### WHAT IS NEEDED
Report how many lines in the material below contain the string "wheelchair". Reply with the number alone.

== == ==

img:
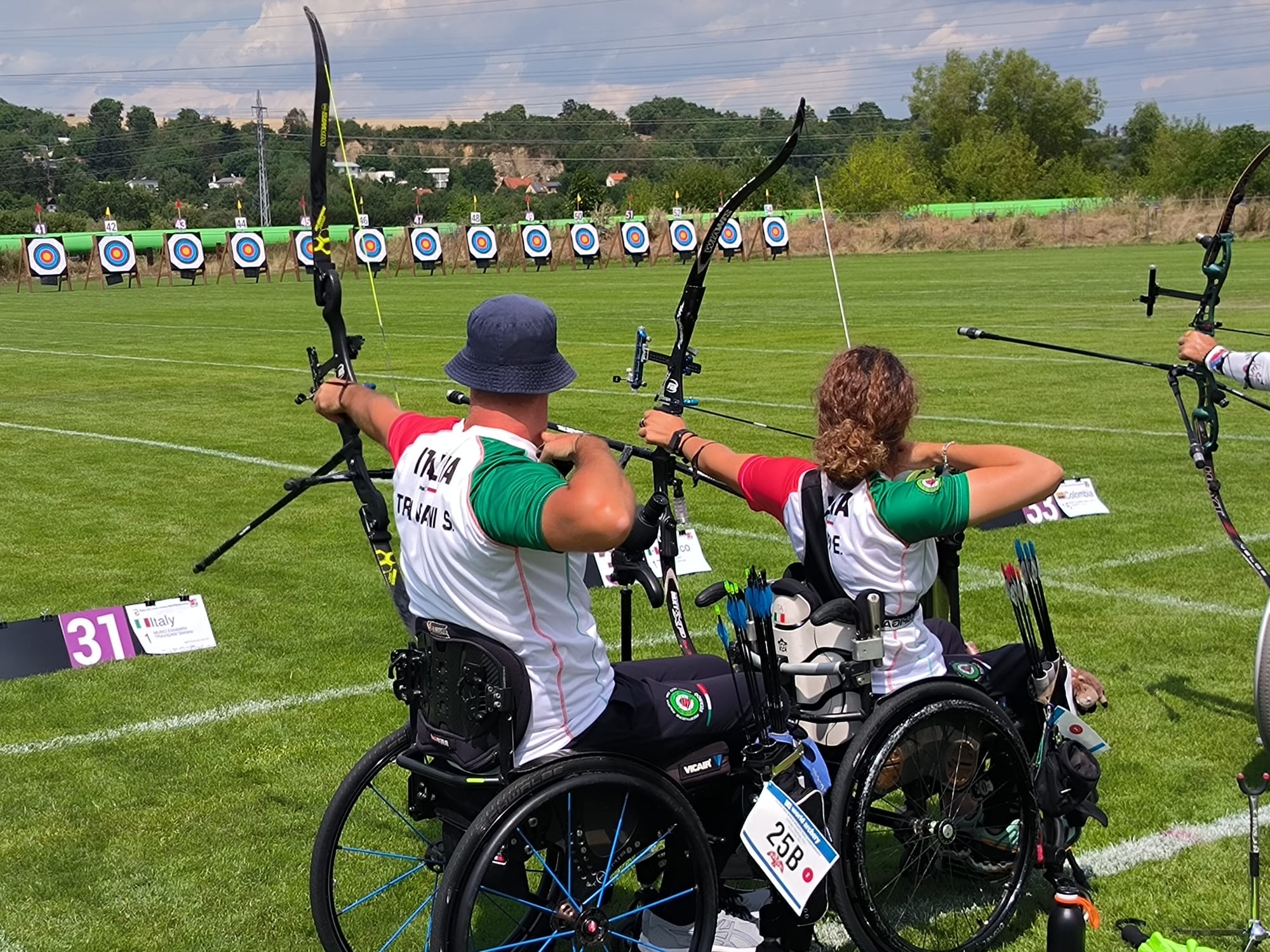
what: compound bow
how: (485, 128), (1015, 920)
(613, 99), (806, 655)
(958, 145), (1270, 588)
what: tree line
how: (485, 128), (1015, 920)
(0, 50), (1270, 234)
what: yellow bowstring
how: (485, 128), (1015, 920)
(325, 58), (401, 406)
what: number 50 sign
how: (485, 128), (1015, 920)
(57, 608), (136, 668)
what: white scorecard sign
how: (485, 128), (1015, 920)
(123, 595), (216, 655)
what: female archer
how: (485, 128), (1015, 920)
(639, 347), (1101, 715)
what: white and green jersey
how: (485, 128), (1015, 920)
(387, 414), (613, 765)
(738, 456), (970, 694)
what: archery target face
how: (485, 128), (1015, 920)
(719, 218), (743, 251)
(27, 239), (66, 278)
(763, 216), (790, 248)
(467, 225), (498, 260)
(622, 221), (648, 255)
(168, 232), (203, 272)
(357, 228), (389, 264)
(230, 231), (265, 268)
(569, 223), (599, 258)
(97, 235), (137, 274)
(295, 231), (314, 268)
(521, 225), (551, 258)
(671, 220), (697, 251)
(410, 228), (441, 263)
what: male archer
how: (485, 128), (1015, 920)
(1177, 330), (1270, 390)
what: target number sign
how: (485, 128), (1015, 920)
(230, 231), (265, 268)
(622, 221), (648, 255)
(295, 230), (314, 268)
(763, 216), (790, 248)
(168, 232), (203, 272)
(410, 228), (441, 263)
(719, 218), (744, 251)
(97, 235), (137, 274)
(521, 225), (551, 259)
(467, 225), (498, 260)
(356, 228), (389, 264)
(27, 237), (66, 278)
(671, 218), (697, 251)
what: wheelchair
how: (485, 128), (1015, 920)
(310, 551), (1092, 952)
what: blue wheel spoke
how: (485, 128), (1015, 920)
(370, 783), (433, 847)
(380, 894), (436, 952)
(338, 863), (431, 915)
(335, 845), (425, 863)
(608, 887), (696, 923)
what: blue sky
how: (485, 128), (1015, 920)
(0, 0), (1270, 127)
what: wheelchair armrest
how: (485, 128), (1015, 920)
(613, 548), (665, 608)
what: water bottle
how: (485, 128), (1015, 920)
(1045, 882), (1099, 952)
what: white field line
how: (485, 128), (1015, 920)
(7, 347), (1270, 443)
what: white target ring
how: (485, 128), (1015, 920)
(27, 237), (66, 278)
(467, 225), (498, 261)
(763, 215), (790, 248)
(569, 222), (599, 258)
(719, 218), (744, 251)
(168, 231), (203, 272)
(521, 225), (551, 260)
(97, 235), (137, 274)
(622, 221), (649, 255)
(230, 231), (265, 268)
(296, 230), (314, 268)
(356, 228), (389, 264)
(671, 218), (697, 251)
(410, 228), (441, 264)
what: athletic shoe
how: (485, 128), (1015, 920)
(639, 910), (763, 952)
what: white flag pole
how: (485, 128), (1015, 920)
(815, 175), (851, 348)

== == ==

### REPLY TO THE EXERCISE
2